■ VORGEGEBENER TEXT:
REUTLINGEN. Im ganzen Haus brennt Licht, aber keiner darf mehr rein. Da können die Kunden am Morgen des 17. Januar, dem als letzten Abverkaufstag der Reutlinger Kaufhof-Galeria angekündigten Termin, noch so kräftig an den Doppelglastüren rütteln, noch so entschieden klopfen. Die im Innern des Kaufhauses beim Reutlinger Hauptbahnhof wie zu einer Besprechung im Kreis stehenden Mitarbeiter reagieren nicht. Selbst nachdem eine Dame im weißen Daunenmantel den Eingang an der Ecke Kaiser- und Karlstraße - der einzige, der laut Plakatierung am Gartenstraßen-Eingang noch funktionieren soll - zu entriegeln scheint, bleibt die Tür zu.
Bereits vor zehn Uhr waren zwei Herren da, die an der Eingangstür genottelt haben. Zum Glockenschlag sind sechs bis sieben Schnäppchenjäger, vorrangig Frauen, vor der Tür versammelt, blicken fragend hinein, schauen um sich, unterhalten sich kurz und gehen dann, eine nach der andern, enttäuscht wieder weg. Weitere Leute kommen heran, junge, ältere, von Reutlingen und von auswärts. Zwei jüngere Männer interessieren sich für die Kaufhausmöbel, die es noch abzugeben gibt. Ein Zettel am Schaufenster verweist sie an einen Zuständigen samt Telefonnummer.
Ein Mitarbeiter der Bäcker-Keim-Filiale gleich rechts vom Eingang, der Boxen voll Reinigungsmittel um die Ecke schiebt, erklärt immerhin knapp: »Bei uns ist nichts mehr.« Er meine, Kaufhof mache am letzten Schlussverkaufstag auch nicht mehr auf. Eine Frau winkt drinnen zwischen weiß glänzenden leeren Sideboards ab. Schließlich schließt ein mit offiziellem Band um den Hals ausgestatteter Mann mit Glatze, in Sakko, Sneakers und Jeans, die linke Glastür auf. Hoffnung auf Einlass keimt nur ganz kurz auf, denn er weist Fragen der Möchtegern-Lastminute-Kunden rüde ab.

■ WAS ZU TUN IST: Schreib aus dem Text oben über den letzten Tag des Reutlinger Kaufhofs die Stelle genau ab, die bei „Bereits vor zehn“ anfängt und bei „Zuständigen samt Telefonnummer.“ aufhört.

■ DIE LISTE:
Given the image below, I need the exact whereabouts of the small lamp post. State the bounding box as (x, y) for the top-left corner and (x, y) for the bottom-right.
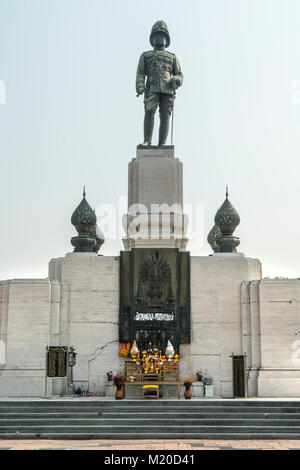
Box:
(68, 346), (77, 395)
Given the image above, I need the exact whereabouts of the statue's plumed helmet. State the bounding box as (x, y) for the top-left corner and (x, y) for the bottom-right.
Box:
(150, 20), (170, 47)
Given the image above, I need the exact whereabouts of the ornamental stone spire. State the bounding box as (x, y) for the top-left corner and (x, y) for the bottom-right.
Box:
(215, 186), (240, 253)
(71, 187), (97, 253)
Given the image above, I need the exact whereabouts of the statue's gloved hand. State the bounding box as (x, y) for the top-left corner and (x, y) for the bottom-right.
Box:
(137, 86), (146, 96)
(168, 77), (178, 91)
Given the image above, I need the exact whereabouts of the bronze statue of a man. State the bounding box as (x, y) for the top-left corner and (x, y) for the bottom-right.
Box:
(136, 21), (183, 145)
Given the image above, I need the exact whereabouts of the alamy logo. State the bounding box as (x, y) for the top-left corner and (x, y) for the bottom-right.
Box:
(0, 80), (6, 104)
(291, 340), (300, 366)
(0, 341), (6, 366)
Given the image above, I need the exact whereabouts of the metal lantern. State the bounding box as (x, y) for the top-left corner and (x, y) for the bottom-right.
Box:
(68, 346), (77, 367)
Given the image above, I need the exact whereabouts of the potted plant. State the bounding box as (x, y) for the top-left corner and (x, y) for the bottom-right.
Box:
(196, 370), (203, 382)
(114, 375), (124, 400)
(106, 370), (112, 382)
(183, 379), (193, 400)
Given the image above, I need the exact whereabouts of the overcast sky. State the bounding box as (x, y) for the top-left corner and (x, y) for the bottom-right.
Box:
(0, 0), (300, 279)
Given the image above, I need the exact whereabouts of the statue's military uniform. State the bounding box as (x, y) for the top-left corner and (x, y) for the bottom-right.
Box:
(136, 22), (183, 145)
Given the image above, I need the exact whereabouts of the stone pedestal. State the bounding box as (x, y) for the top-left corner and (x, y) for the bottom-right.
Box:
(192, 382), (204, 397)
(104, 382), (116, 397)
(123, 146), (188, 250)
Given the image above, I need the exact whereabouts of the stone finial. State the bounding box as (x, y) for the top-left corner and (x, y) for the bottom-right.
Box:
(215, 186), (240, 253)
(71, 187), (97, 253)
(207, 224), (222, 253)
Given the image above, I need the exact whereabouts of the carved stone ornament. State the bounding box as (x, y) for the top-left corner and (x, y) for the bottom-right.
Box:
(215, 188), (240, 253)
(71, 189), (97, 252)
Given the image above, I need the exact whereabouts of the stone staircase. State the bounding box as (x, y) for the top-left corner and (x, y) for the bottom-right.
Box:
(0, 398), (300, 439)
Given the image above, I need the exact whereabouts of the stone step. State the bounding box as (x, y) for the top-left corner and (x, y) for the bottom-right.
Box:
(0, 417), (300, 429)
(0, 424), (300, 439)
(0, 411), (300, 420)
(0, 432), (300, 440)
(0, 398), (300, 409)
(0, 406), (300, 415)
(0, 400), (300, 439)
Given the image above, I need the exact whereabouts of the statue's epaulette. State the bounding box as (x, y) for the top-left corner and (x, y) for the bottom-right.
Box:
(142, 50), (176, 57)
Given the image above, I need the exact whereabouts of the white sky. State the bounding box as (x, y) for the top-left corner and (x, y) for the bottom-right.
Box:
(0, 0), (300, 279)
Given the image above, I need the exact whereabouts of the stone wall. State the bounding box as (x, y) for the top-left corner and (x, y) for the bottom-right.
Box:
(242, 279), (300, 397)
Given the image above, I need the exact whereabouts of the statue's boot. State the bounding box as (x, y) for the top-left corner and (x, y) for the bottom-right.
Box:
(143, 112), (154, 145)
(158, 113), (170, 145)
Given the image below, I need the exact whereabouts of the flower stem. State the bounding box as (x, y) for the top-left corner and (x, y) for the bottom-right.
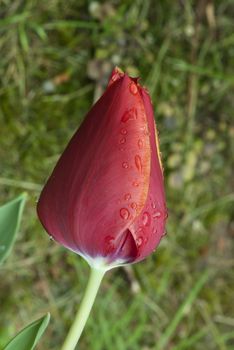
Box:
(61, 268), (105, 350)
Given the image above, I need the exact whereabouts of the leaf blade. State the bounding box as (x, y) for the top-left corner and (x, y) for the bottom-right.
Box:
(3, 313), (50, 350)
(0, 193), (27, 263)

■ ERGEBNIS:
Bereits vor zehn Uhr waren zwei Herren da, die an der Eingangstür genottelt haben. Zum Glockenschlag sind sechs bis sieben Schnäppchenjäger, vorrangig Frauen, vor der Tür versammelt, blicken fragend hinein, schauen um sich, unterhalten sich kurz und gehen dann, eine nach der andern, enttäuscht wieder weg. Weitere Leute kommen heran, junge, ältere, von Reutlingen und von auswärts. Zwei jüngere Männer interessieren sich für die Kaufhausmöbel, die es noch abzugeben gibt. Ein Zettel am Schaufenster verweist sie an einen Zuständigen samt Telefonnummer.